### PROBLEM DETAILS
Every line of the data below that holds the string "water" needs to be reported.

── MATERIAL FOR THE TASK

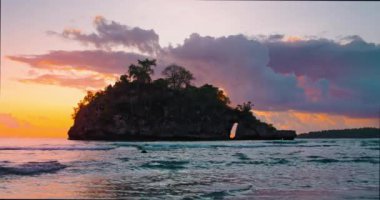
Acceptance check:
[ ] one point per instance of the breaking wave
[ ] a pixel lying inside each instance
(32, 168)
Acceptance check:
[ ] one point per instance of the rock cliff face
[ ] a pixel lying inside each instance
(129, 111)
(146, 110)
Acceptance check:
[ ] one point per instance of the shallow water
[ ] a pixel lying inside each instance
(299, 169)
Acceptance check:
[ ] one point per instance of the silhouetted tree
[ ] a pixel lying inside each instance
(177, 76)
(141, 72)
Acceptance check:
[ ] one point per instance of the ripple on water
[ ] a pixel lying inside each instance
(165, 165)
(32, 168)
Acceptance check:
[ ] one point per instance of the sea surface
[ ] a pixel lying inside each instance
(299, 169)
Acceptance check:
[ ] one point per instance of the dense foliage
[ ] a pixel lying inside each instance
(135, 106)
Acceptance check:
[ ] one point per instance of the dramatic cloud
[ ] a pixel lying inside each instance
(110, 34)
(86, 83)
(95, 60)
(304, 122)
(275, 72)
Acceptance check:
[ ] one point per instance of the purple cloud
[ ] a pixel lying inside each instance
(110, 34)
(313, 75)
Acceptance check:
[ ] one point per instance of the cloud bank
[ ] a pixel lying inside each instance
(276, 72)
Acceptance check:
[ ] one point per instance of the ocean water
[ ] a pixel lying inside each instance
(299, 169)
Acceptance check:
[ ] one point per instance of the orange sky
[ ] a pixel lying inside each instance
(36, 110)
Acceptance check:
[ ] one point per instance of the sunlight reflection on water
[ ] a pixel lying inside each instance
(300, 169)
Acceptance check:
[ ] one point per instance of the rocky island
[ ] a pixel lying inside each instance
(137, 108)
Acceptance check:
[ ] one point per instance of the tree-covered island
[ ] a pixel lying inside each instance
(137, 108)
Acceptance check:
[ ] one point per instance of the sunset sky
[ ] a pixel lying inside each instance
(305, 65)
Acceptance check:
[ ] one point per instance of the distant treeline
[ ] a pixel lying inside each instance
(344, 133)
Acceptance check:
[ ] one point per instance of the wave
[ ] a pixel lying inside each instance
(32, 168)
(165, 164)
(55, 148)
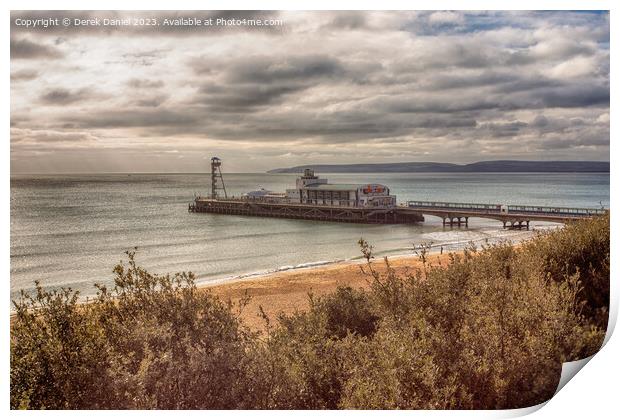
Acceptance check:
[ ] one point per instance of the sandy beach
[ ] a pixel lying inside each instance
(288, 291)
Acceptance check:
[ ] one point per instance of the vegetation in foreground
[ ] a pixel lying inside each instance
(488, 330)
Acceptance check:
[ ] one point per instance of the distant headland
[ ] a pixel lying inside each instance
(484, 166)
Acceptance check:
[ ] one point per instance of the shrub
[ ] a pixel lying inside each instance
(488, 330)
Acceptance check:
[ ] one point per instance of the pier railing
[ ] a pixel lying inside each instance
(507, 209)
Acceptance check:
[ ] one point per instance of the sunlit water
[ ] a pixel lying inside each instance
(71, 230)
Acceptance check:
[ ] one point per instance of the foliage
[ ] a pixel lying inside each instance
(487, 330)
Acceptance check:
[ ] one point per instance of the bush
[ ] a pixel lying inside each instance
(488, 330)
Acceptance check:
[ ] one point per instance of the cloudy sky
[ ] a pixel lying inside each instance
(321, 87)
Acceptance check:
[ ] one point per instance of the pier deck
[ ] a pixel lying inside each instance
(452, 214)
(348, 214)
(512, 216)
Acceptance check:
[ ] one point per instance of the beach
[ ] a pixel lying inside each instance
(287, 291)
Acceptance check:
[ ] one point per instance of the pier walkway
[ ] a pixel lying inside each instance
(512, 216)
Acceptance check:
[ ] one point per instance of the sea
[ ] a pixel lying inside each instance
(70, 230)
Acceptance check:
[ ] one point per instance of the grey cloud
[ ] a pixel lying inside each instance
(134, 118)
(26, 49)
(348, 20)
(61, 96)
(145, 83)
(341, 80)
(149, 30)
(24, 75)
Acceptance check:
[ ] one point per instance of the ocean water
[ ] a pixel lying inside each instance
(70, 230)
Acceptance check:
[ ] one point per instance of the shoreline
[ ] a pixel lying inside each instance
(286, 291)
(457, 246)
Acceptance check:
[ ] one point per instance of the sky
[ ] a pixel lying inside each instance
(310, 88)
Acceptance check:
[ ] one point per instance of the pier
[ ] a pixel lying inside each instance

────

### COMPLETED TASK
[ ] one point per instance of the shallow water
[ ] one point per instance of the ripple on water
[ ] one point per instance of the ocean water
[ ] one point per instance of the sunlight reflection on water
[ ] one point per instance of the sunlit water
[ ] one point per instance of the ocean water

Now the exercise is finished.